Requirements:
#1 In the migration guide, which field does the v1beta1 API require on a SandboxClaim?
#2 Extend the Agent Sandbox migration guide from the point where it stops.

Text excerpt:
----------

Agent Sandbox

v1alpha1 to v1beta1 Migration Guide

Technical guide for migrating Agent Sandbox resources from the v1alpha1 API to the v1beta1 API.

This document covers the operational side of migrating Sandbox, SandboxClaim, SandboxTemplate, and SandboxWarmPool resources from the v1alpha1 API to the v1beta1 API.

If you install the chart fresh with the v1beta1-storage version, there is nothing to migrate — read this only when upgrading an existing installation that holds v1alpha1-serialized resources in etcd.

What changes between versions

Most CRDs are schema-compatible across the two versions; the migration matters mainly for two reasons:

SandboxClaim is not field-compatible. v1alpha1 has spec.sandboxTemplateRef plus an optional spec.warmpool string policy ("none" / "default" / a specific pool name). v1beta1 requires spec.warmPoolRef.name. The conversion webhook (in extensions/api/v1alpha1/sandboxclaim_conversion.go) handles the rewrite via three branches:
- Specific pool name (warmpool: my-pool) → webhook uses that name verbatim. If the pool doesn’t exist, the converted claim points at a missing pool — operator must create it.
- "" / "default", warm-started (claim has a bound Sandbox whose name differs from the claim’s name) → webhook derives the pool name from the existing Sandbox via stripRandomSuffix(sandboxName). The source pool already exists; nothing to do at migration time. ("none" never falls into this branch — "none" always cold-starts.)

----------

Recorded information:
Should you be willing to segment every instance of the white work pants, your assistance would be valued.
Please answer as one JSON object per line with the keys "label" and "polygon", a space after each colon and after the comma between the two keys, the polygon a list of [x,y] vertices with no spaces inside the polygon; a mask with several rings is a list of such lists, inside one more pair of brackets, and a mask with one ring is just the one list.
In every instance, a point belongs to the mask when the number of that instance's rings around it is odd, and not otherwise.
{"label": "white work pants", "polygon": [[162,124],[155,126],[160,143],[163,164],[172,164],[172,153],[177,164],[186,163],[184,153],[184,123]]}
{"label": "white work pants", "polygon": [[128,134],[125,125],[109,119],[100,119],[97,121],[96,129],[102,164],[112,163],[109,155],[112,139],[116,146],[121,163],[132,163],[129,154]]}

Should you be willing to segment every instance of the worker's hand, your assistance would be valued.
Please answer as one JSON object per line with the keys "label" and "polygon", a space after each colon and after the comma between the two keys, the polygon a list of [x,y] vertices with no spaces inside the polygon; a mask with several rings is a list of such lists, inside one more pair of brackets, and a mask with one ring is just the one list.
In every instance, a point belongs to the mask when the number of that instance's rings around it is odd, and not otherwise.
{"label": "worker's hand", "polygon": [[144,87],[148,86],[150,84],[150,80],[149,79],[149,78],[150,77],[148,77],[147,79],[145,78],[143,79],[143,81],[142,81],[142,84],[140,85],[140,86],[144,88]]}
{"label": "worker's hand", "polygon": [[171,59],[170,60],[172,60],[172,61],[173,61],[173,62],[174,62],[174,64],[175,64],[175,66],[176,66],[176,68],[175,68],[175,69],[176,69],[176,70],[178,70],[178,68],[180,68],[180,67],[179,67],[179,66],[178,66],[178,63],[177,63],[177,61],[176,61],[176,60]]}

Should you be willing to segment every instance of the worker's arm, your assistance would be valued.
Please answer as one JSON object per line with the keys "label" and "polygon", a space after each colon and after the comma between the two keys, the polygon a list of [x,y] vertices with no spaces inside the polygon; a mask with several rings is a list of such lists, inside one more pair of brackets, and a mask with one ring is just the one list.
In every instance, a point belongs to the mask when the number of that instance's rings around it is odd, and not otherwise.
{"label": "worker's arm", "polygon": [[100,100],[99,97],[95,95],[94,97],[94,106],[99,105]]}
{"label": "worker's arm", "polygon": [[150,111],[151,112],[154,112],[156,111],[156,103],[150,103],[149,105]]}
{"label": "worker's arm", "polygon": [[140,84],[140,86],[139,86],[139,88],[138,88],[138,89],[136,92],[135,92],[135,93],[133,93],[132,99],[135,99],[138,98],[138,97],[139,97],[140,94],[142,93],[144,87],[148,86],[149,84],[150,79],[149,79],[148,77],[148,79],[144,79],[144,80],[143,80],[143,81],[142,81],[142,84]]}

----------

Results in order:
#1 spec.warmPoolRef.name

#2
- "" / "none" / "default", cold-start (no bound Sandbox, or Sandbox.name == claim.name) → webhook redirects to shadow-pool-<template-name>. The bootstrap phase ensures one such shadow pool exists per (namespace, template) combination.
Sandbox.spec.replicas becomes Sandbox.spec.operatingMode. replicas: 0 → Suspended, replicas: 1 (or unset) → Running. The webhook handles this automatically.

The other two CRDs (SandboxTemplate, SandboxWarmPool) are structurally identical between versions but still need a storage rewrite so etcd holds them in v1beta1 form.

Two phases

The migration script executes in two distinct phases. Neither phase can happen in an arbitrary order, and if you have existing cold-start claims, skipping the bootstrap phase will immediately break them upon upgrading to v0.5.0.

Phase 1: `--phase=bootstrap` (Conditionally Mandatory, Pre-Upgrade)

Mandatory for v0.5.0: Yes, if you have existing cold-start v1alpha1 claims (claims where spec.warmpool is empty/"none"/"default" AND status.sandbox.name matches the claim name or is empty). Note: The script automatically detects whether cold-start claims exist. If none exist, it safely exits without creating anything, so it is recommended to always run it (or use --dry-run to inspect) rather than skipping it manually.
Timing: Strictly before upgrading to v0.5.0 (while v1alpha1 is still active).
What it does: Scans existing v1alpha1 claims and pre-creates shadow-pool-<template> warm pools. The v0.5.0 controller reconciler is written purely against v1beta1.SandboxClaim, which requires a valid spec.warmPoolRef.name. If you do not pre-create the shadow pools, the conversion webhook will point converted claims to non-existent infrastructure, leaving converted claims stuck with a WarmPoolNotFound condition while the controller repeatedly requeues them.
Why it cannot run after upgrade: Bootstrap relies on v1alpha1 field inspection. Once v0.5.0 is installed, kubectl get sandboxclaims defaults to returning v1beta1 objects (which lack spec.sandboxTemplateRef). The script will see empty template names, log errors for every claim, and fail to create any shadow pools.

Phase 2: `--phase=migrate` (Optional for `v0.5.0`, Post-Upgrade)

Optional for v0.5.0 (but mandatory before upgrading to a future release that drops v1alpha1).
Timing: Strictly after upgrading to v0.5.0 (when v1beta1 is established as the storage version and the conversion webhook is live).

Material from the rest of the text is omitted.